## INSTRUÇÃO:
Substitua "Chicão" por "Chiquinho" no trecho da reportagem sobre o funcionário do Galeto Sat’s que vai de "RIO — Gerardo" a "o novo nome." e reproduza esse trecho completo.

## SEÇÃO DO DOCUMENTO:
↓

Simpático. Gerardo Freires foi apelidado de Chicão e trabalha no Galeto Sat’s de Botafogo Foto: Alexandre Cassiano / Fotos de Alexandre Cassiano
Simpático. Gerardo Freires foi apelidado de Chicão e trabalha no Galeto Sat’s de Botafogo Foto: Alexandre Cassiano / Fotos de Alexandre Cassiano

RIO — Gerardo Freires Duarte trabalha no Galeto Sat’s de Botafogo. Mas se você chegar lá e procurar por ele, ninguém vai saber quem é. Só é conhecido como Chicão. O apelido é bem antigo e foi dado, sem motivos, por Vanderlei Luxemburgo, há seis anos, quando Chicão trabalhava na rede Windsor de hotéis. Pegou de vez, e ao ser admitido no Sat’s, em 2016, já chegou com o novo nome.

↑

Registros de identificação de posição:
↓

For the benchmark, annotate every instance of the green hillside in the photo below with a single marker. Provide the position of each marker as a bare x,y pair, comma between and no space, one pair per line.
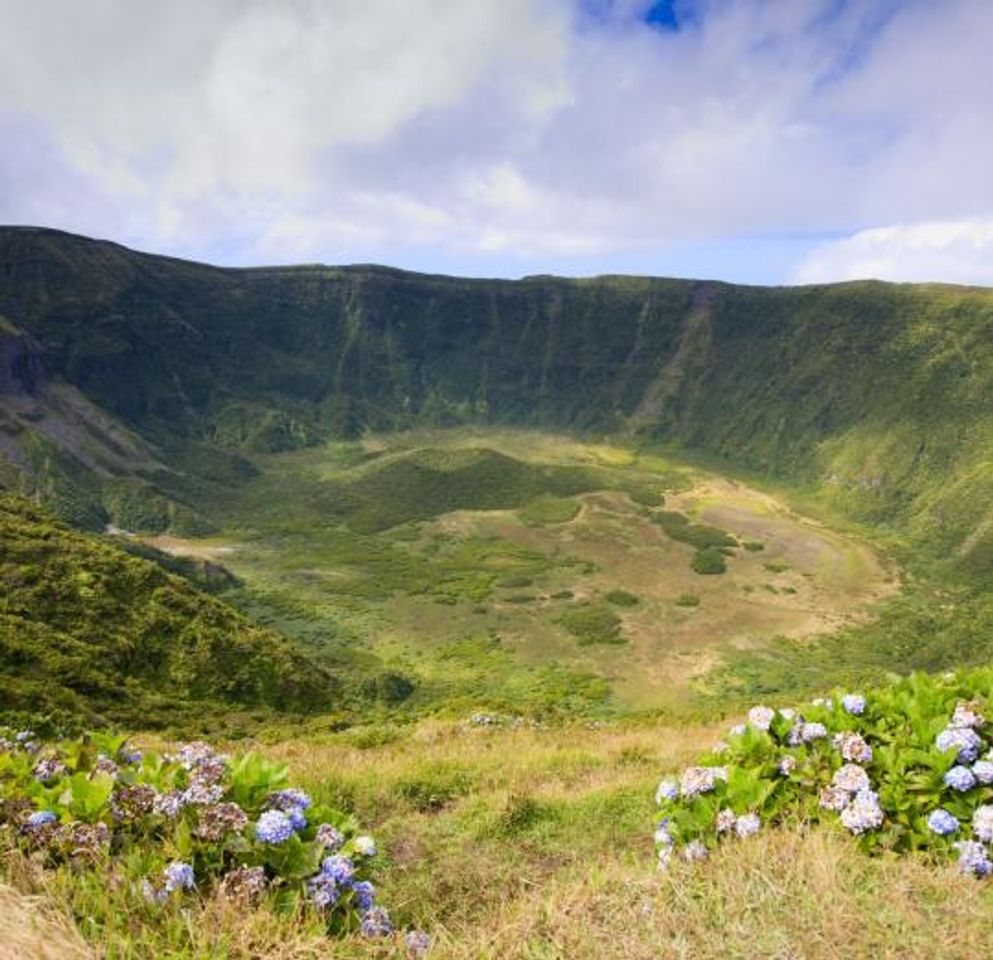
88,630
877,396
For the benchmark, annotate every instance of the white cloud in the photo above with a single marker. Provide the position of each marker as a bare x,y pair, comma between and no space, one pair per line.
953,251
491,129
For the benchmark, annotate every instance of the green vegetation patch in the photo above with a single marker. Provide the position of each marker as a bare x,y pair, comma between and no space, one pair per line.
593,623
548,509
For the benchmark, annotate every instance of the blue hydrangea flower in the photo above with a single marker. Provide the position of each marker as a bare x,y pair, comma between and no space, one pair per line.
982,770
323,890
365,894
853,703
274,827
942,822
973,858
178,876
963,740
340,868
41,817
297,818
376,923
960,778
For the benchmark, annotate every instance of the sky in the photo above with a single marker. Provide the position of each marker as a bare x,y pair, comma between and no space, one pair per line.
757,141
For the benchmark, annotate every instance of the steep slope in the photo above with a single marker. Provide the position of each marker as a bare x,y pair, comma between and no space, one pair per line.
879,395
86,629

↑

## RESPOSTA COMPLETA:
RIO — Gerardo Freires Duarte trabalha no Galeto Sat’s de Botafogo. Mas se você chegar lá e procurar por ele, ninguém vai saber quem é. Só é conhecido como Chiquinho. O apelido é bem antigo e foi dado, sem motivos, por Vanderlei Luxemburgo, há seis anos, quando Chiquinho trabalhava na rede Windsor de hotéis. Pegou de vez, e ao ser admitido no Sat’s, em 2016, já chegou com o novo nome.